> PROBLEM TO WORK ON
Reproduce the lines below word for word, leaving out the pictures.

> RECORDS SUPPLIED
--- Begin ---
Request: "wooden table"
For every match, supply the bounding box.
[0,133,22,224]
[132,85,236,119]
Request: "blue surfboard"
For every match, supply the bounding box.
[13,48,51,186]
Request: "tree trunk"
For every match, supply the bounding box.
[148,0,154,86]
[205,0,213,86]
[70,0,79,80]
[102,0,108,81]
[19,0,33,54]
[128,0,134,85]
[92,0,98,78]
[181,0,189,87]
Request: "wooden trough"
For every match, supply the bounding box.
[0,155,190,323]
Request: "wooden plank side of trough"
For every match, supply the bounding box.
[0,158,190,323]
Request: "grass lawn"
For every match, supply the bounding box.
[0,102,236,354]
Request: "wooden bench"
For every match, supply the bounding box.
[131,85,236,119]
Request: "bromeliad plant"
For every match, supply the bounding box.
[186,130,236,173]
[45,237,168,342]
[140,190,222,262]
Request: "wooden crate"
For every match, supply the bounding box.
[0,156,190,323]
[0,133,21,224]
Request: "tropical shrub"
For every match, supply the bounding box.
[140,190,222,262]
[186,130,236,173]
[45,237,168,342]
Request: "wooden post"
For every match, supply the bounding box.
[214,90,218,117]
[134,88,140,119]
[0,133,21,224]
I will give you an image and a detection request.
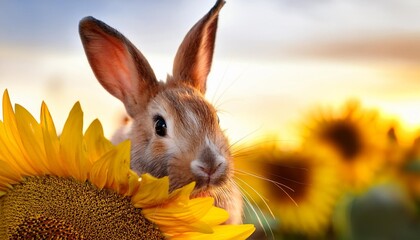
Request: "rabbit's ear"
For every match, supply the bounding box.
[79,17,158,116]
[173,0,225,94]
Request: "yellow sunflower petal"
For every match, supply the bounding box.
[0,90,35,175]
[109,140,131,194]
[60,103,90,181]
[40,102,60,175]
[142,198,214,235]
[171,224,255,240]
[15,104,48,174]
[84,119,112,163]
[0,160,22,186]
[131,174,169,208]
[201,207,229,226]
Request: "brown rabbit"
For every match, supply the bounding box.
[79,0,243,224]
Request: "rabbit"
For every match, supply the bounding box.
[79,0,243,224]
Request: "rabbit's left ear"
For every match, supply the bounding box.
[173,0,225,94]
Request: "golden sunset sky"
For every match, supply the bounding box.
[0,0,420,145]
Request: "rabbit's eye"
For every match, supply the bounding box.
[154,115,167,137]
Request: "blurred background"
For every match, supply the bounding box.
[0,0,420,239]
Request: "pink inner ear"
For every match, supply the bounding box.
[85,28,137,101]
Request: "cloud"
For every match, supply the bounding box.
[285,33,420,64]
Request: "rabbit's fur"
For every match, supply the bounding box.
[79,0,243,224]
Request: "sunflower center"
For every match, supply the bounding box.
[322,121,362,160]
[0,176,164,239]
[265,158,310,203]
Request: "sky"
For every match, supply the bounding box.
[0,0,420,146]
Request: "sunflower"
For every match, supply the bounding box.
[235,141,340,236]
[302,101,387,190]
[0,91,254,239]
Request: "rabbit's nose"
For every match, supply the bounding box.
[191,145,226,184]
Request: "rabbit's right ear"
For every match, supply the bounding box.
[79,17,159,117]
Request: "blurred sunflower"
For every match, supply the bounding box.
[0,91,254,239]
[302,101,387,190]
[235,141,340,236]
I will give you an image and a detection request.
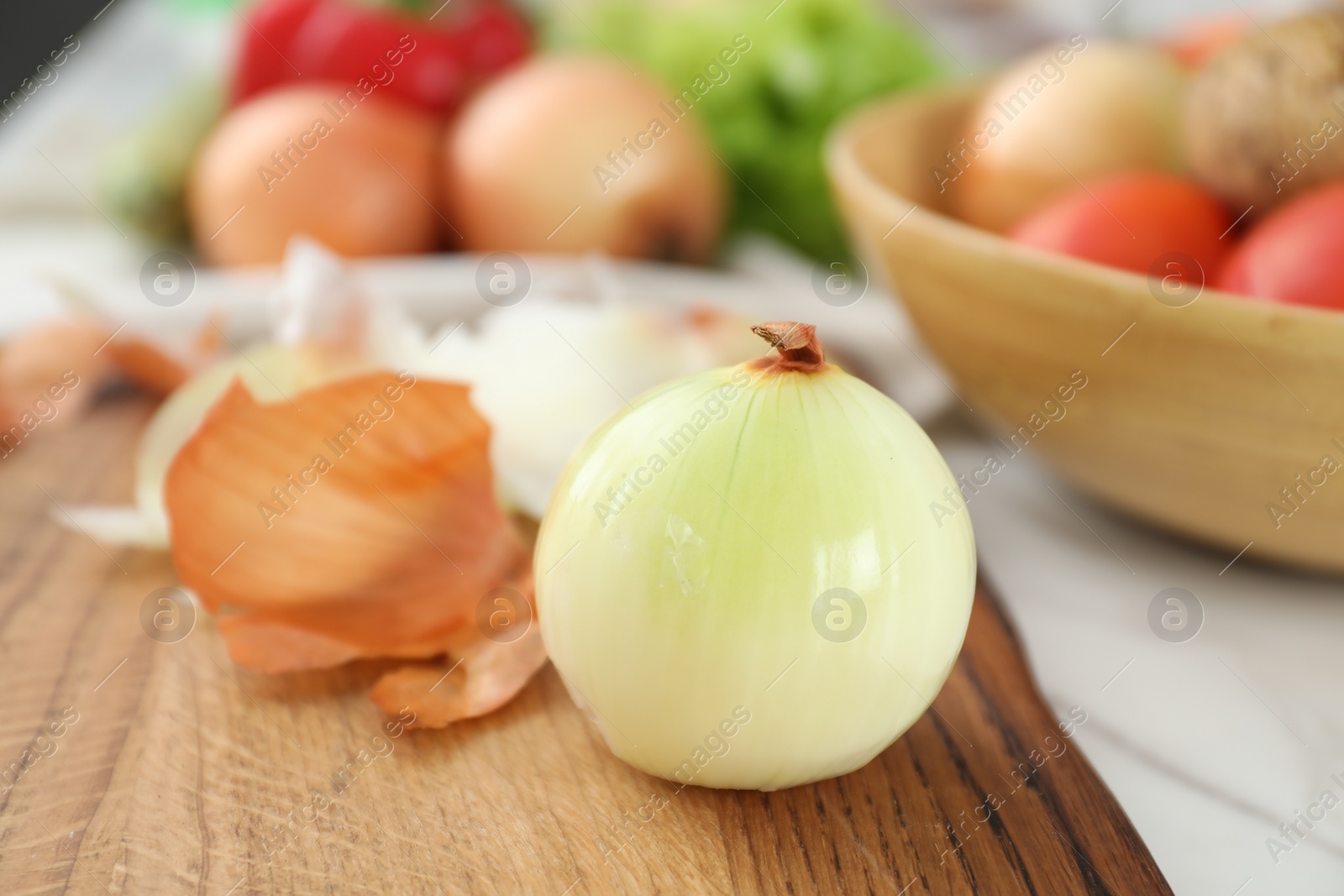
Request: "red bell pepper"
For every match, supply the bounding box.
[233,0,531,114]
--- End ---
> OUTPUT BELOW
Request: "wooden table"
For every match, supply the bounding box.
[0,133,22,224]
[132,85,236,119]
Request: "blue surfboard"
For every match, supply the bounding box.
[13,48,51,186]
Request: "tree trunk"
For every match, supply the bounding box.
[148,0,154,86]
[205,0,213,86]
[70,0,79,80]
[102,0,108,81]
[19,0,33,54]
[128,0,134,85]
[92,0,98,78]
[181,0,189,87]
Request: "wooden trough"
For every match, supply the bounding box.
[0,155,190,323]
Request: "wooden plank side of trough"
For every match, supply the bounding box.
[0,158,190,323]
Request: "grass lawn"
For every match, supply the bounding box.
[0,102,236,354]
Request: "wooden bench"
For every match, supply the bounding box.
[131,85,236,119]
Request: "bromeliad plant"
For every match, supply the bounding box.
[186,130,236,173]
[45,237,168,342]
[140,190,222,262]
Request: "wooden crate"
For every match, supply the bounding box.
[0,156,190,323]
[0,133,21,224]
Request: "tropical shrub"
For every match, supply the bounding box.
[140,190,222,262]
[186,130,236,173]
[45,237,168,342]
Request: "wooden post"
For every match, supply the bounding box.
[214,90,218,117]
[134,88,140,119]
[0,133,21,224]
I will give you an image and a detection request.
Request: "rabbit's ear"
For every match, supply the bounding box.
[79,17,158,116]
[173,0,225,94]
Request: "yellow sunflower petal"
For every match, supply the bounding box.
[0,90,35,175]
[109,140,131,194]
[60,103,90,181]
[40,102,60,175]
[142,198,214,235]
[171,224,255,240]
[15,104,48,174]
[84,119,112,163]
[0,160,22,186]
[131,174,169,208]
[201,207,229,226]
Request: "brown rabbit"
For every match, supply the bounding box.
[79,0,243,224]
Request: "rabbit"
For every match, supply the bounding box.
[79,0,243,224]
Request: "rabbit's left ear"
For every match, supply the bounding box.
[173,0,225,94]
Request: "golden sunset sky"
For every match, supply the bounding box.
[0,0,420,145]
Request: "rabbit's eye"
For every match, supply the bounding box.
[154,115,167,137]
Request: "blurred background"
For every match, supply the bounding box.
[0,0,420,239]
Request: "pink inner ear"
For every match, supply the bounding box.
[85,28,137,101]
Request: "cloud"
For every match, supply the bounding box.
[285,33,420,64]
Request: "rabbit's fur"
For every match, supply the bounding box.
[79,0,243,224]
Request: "sunflower center"
For every match, supply the bounding box.
[322,121,362,160]
[0,176,164,239]
[265,158,310,203]
Request: "sky"
For every match, supply the bounding box.
[0,0,420,146]
Request: "sunflower"
For every match, supply the bounding box.
[235,141,340,236]
[302,101,387,190]
[0,91,254,239]
Request: "rabbit's nose"
For every match, supply the bounding box.
[191,145,226,184]
Request: "rabbit's right ear"
For every match, supply the bounding box.
[79,17,159,117]
Request: "blurred sunflower"
For every match, supply the bounding box.
[0,91,254,239]
[302,101,387,190]
[235,141,340,236]
I will give you an image and a detection request.
Request: "red bell pepper"
For every match, supply the bounding box.
[233,0,531,114]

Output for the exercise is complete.